ВЫБРАННЫЙ ФРАГМЕНТ:

--- --- ---

О проекте

№6Бог умер. Да здравствует Бог!

28 июля 2016
1348

О странном месте религии в современном искусстве. Пять историй

Глава из книги историка искусства Джеймса Элкинса о его опыте преподавания художникам в Чикаго. Впервые на русском

текст: Джеймс Элкинс
Detailed_pictureОлег Кулик. «Рамы». Галерея «Риджина», 2013

В своей книге «О странном месте религии в современном искусстве» Джеймс Элкинс анализирует расторжение брака между искусством и религией — и неудачи их встреч в современном мире. Лекцию Элкинса по той же теме можно прочесть здесь. Глава «Пять историй», хотя и почти не содержит теоретических рассуждений, задает структуру всей книги.

Школа Чикагского института искусств — одна из крупнейших художественных школ, и мы привержены новейшему искусству. Студенты не поступают к нам, если их искусство старомодно или консервативно. Приемные комиссии больших отделений, таких, как отделение живописи, кино, видео, новых медиа и скульптурных практик, обычно не принимают тех, кто слишком серьезно реагирует на «Обмоченного Христа» Андреса Серрано или порнографические фотографии Джеффа Кунса.

И все же у нас есть религиозные студенты и даже Ассоциация христианских студентов. Эти студенты не часто делают открыто религиозное искусство. Или они находят способ совмещать современное искусство со своей верой, или поступают на более прикладные отделения вроде отделений исторической консервации, визуальных коммуникаций или моды, где они могут более-менее оставить свое религиозное искусство при себе и обучаться практическим навыкам.

--- --- ---

ЧТО СДЕЛАТЬ:
Повторите дословно отрывок о религии в современном искусстве от слов «текст: Джеймс Элкинс» до слов «структуру всей книги.» включительно. Приведенные далее данные взяты из другого источника.

--- --- ---

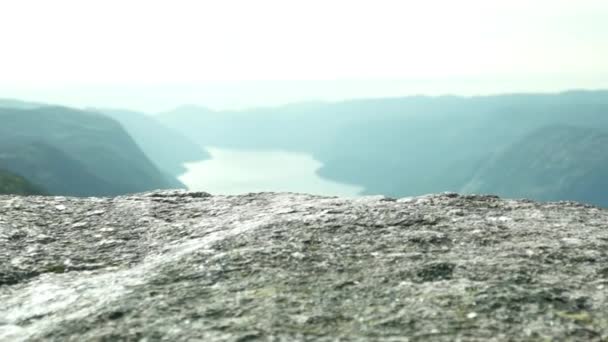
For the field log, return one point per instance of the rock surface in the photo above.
(179, 266)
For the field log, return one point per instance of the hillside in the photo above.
(59, 173)
(99, 145)
(12, 184)
(179, 266)
(168, 149)
(552, 163)
(395, 146)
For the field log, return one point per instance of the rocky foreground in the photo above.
(180, 266)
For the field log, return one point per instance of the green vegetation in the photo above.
(12, 184)
(405, 146)
(72, 152)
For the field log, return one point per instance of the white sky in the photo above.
(141, 43)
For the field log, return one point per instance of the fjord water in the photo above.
(236, 171)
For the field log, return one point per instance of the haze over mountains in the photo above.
(540, 146)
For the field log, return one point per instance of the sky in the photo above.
(154, 54)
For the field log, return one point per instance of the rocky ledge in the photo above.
(180, 266)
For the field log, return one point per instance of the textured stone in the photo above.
(181, 266)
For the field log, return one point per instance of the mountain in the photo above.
(94, 146)
(552, 163)
(184, 266)
(167, 148)
(59, 173)
(13, 184)
(395, 146)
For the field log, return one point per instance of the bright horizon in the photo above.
(156, 55)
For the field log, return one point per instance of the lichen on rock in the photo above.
(180, 266)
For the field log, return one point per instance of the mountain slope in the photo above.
(167, 148)
(395, 146)
(13, 184)
(98, 143)
(179, 266)
(59, 173)
(551, 163)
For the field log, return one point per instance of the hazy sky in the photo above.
(84, 52)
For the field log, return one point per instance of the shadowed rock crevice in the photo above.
(181, 266)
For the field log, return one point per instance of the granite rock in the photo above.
(186, 266)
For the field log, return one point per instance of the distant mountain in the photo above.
(167, 148)
(13, 184)
(59, 173)
(552, 163)
(96, 151)
(395, 146)
(18, 104)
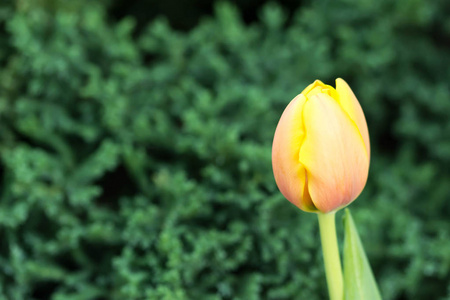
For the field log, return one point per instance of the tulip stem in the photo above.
(331, 256)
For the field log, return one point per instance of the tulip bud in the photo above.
(321, 150)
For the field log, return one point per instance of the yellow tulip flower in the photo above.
(321, 149)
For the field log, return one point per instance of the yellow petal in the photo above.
(333, 153)
(351, 106)
(289, 173)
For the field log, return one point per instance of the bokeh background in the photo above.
(135, 144)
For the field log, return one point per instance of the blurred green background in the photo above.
(135, 144)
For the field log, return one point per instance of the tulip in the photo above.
(321, 150)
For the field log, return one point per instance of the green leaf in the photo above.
(359, 282)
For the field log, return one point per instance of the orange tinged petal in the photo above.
(350, 104)
(289, 173)
(333, 153)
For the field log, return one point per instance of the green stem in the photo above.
(331, 257)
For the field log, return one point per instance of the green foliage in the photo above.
(136, 163)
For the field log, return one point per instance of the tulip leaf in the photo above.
(359, 282)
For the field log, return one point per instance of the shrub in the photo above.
(136, 164)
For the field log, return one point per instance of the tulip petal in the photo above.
(333, 153)
(290, 175)
(350, 104)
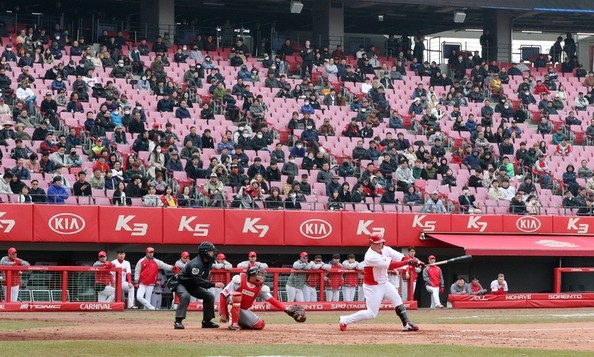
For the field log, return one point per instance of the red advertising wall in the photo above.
(356, 227)
(191, 226)
(254, 227)
(131, 225)
(305, 228)
(16, 222)
(61, 223)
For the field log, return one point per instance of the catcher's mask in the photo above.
(258, 274)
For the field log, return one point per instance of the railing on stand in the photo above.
(56, 288)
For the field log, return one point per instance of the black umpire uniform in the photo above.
(193, 281)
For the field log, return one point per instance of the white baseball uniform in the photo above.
(375, 283)
(351, 281)
(16, 279)
(127, 286)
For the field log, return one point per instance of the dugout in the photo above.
(524, 273)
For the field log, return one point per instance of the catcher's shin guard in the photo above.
(259, 325)
(401, 312)
(235, 308)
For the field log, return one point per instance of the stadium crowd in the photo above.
(193, 125)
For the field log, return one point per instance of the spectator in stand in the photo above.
(584, 171)
(570, 179)
(563, 148)
(37, 194)
(56, 193)
(434, 204)
(533, 206)
(581, 103)
(291, 201)
(81, 187)
(499, 285)
(467, 202)
(587, 209)
(517, 205)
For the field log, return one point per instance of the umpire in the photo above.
(193, 281)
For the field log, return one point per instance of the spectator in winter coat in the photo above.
(56, 193)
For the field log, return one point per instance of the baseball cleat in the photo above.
(410, 327)
(209, 324)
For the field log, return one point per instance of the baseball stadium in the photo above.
(297, 177)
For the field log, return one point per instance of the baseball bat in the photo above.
(454, 260)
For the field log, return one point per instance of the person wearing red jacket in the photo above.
(378, 261)
(146, 274)
(335, 280)
(499, 285)
(127, 286)
(104, 282)
(15, 282)
(434, 284)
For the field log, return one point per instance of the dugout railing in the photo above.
(72, 288)
(56, 288)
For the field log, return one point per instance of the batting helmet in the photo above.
(204, 248)
(257, 272)
(376, 238)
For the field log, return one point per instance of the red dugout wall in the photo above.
(138, 225)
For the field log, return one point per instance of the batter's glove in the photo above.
(297, 312)
(412, 262)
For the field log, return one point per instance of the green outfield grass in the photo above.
(95, 348)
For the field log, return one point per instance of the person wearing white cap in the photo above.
(296, 281)
(104, 281)
(214, 190)
(15, 284)
(218, 273)
(146, 274)
(380, 259)
(26, 94)
(434, 204)
(127, 285)
(434, 284)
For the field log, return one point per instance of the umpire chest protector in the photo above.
(194, 272)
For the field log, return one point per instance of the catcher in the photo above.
(241, 293)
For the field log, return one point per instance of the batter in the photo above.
(378, 260)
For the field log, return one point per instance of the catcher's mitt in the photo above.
(297, 312)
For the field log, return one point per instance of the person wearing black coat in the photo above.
(516, 205)
(193, 281)
(389, 195)
(291, 201)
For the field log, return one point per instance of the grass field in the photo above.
(476, 333)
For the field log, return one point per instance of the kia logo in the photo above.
(66, 223)
(315, 229)
(528, 224)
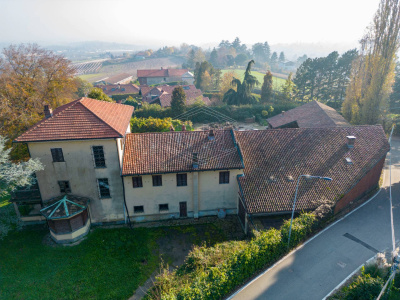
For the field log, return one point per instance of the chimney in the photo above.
(350, 141)
(211, 135)
(195, 161)
(48, 112)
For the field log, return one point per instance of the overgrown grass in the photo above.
(109, 264)
(213, 272)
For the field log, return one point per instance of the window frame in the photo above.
(139, 179)
(224, 177)
(165, 207)
(57, 154)
(99, 186)
(157, 180)
(180, 181)
(138, 209)
(97, 157)
(65, 187)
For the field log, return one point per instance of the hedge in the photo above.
(238, 113)
(213, 272)
(157, 125)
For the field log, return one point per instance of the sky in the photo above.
(172, 22)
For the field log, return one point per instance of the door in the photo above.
(182, 209)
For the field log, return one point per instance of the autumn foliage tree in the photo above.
(372, 73)
(266, 89)
(30, 77)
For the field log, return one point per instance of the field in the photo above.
(276, 81)
(109, 69)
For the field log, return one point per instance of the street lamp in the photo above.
(295, 198)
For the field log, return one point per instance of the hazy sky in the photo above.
(172, 22)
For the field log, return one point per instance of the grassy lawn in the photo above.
(110, 264)
(277, 82)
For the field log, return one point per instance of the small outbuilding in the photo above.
(68, 218)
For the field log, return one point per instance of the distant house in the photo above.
(287, 66)
(120, 89)
(122, 78)
(313, 114)
(156, 76)
(162, 95)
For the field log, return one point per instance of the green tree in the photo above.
(13, 175)
(214, 57)
(288, 89)
(394, 99)
(282, 58)
(178, 101)
(373, 72)
(97, 93)
(240, 59)
(84, 87)
(266, 89)
(242, 94)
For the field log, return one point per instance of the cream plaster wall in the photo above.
(82, 175)
(211, 194)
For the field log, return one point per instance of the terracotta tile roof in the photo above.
(170, 152)
(270, 156)
(120, 89)
(161, 72)
(165, 95)
(84, 118)
(312, 114)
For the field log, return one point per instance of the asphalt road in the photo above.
(316, 269)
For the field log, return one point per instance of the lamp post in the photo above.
(295, 198)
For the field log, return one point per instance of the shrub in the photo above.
(157, 125)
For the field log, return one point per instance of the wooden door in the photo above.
(182, 209)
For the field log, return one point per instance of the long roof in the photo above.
(84, 118)
(275, 158)
(171, 152)
(161, 72)
(313, 114)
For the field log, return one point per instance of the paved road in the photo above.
(317, 268)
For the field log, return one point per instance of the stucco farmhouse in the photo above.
(88, 151)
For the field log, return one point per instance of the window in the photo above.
(64, 187)
(181, 179)
(98, 155)
(223, 177)
(163, 207)
(104, 188)
(138, 209)
(157, 180)
(137, 181)
(57, 154)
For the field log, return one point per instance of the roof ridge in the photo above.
(44, 120)
(98, 117)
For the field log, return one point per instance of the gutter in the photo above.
(123, 184)
(237, 147)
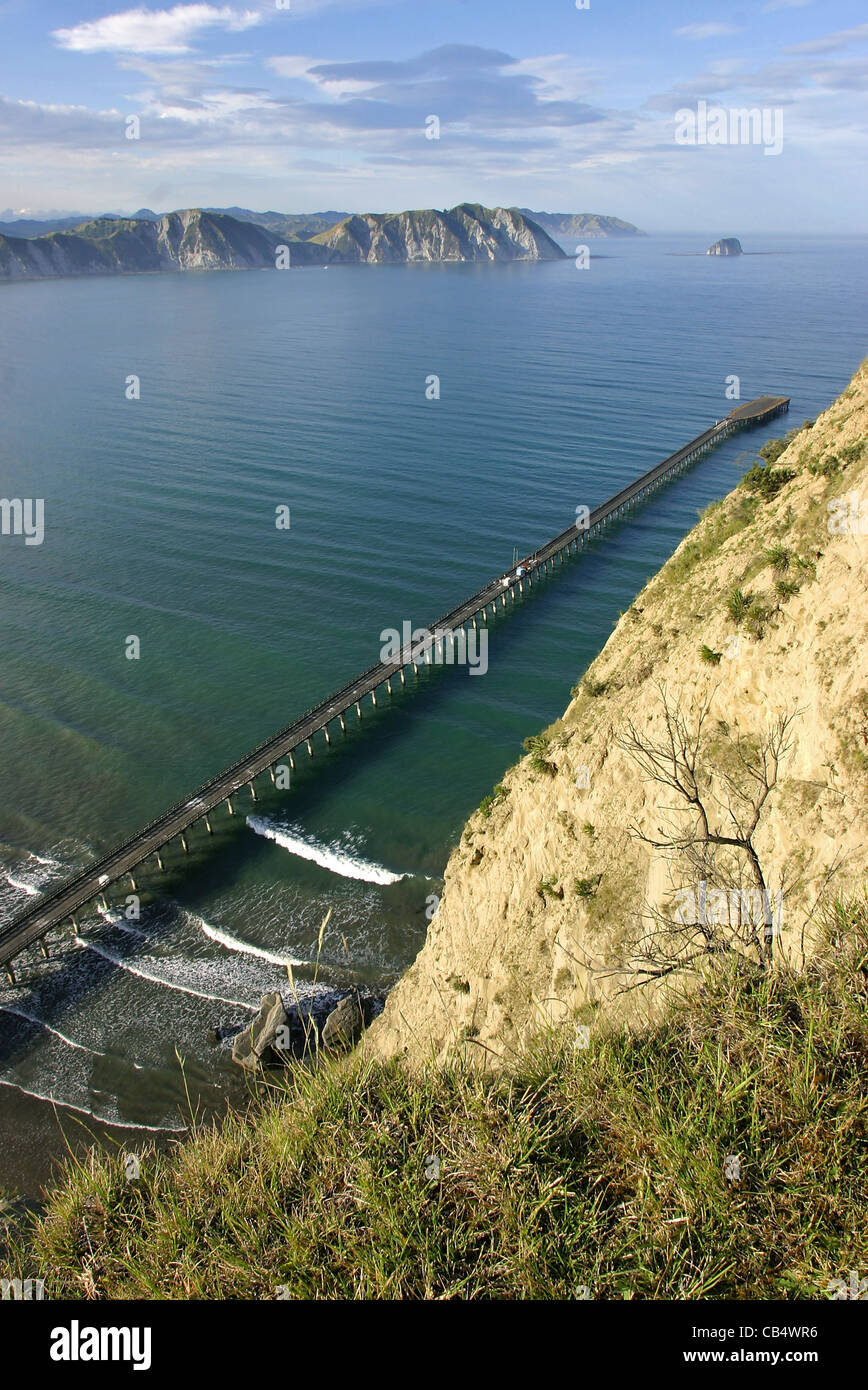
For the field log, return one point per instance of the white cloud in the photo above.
(705, 31)
(153, 31)
(842, 39)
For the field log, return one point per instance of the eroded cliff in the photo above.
(552, 898)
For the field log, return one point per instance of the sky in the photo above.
(331, 104)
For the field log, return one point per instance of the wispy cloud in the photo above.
(153, 31)
(832, 42)
(705, 31)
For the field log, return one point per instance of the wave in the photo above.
(335, 861)
(231, 943)
(22, 887)
(32, 1018)
(100, 1119)
(157, 979)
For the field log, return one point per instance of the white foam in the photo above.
(22, 887)
(31, 1018)
(100, 1119)
(231, 943)
(157, 979)
(335, 861)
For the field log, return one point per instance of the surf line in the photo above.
(335, 861)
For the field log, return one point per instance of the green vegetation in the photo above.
(737, 605)
(587, 887)
(724, 519)
(779, 558)
(604, 1168)
(493, 799)
(537, 747)
(767, 481)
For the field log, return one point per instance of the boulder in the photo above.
(260, 1044)
(345, 1023)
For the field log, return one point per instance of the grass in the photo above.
(601, 1168)
(537, 747)
(493, 799)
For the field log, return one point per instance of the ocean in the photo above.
(313, 391)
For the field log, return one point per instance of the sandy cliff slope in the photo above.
(761, 612)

--- --- ---

РЕЗУЛЬТАТ ВЫПОЛНЕНИЯ:
текст: Джеймс Элкинс
Detailed_pictureОлег Кулик. «Рамы». Галерея «Риджина», 2013

В своей книге «О странном месте религии в современном искусстве» Джеймс Элкинс анализирует расторжение брака между искусством и религией — и неудачи их встреч в современном мире. Лекцию Элкинса по той же теме можно прочесть здесь. Глава «Пять историй», хотя и почти не содержит теоретических рассуждений, задает структуру всей книги.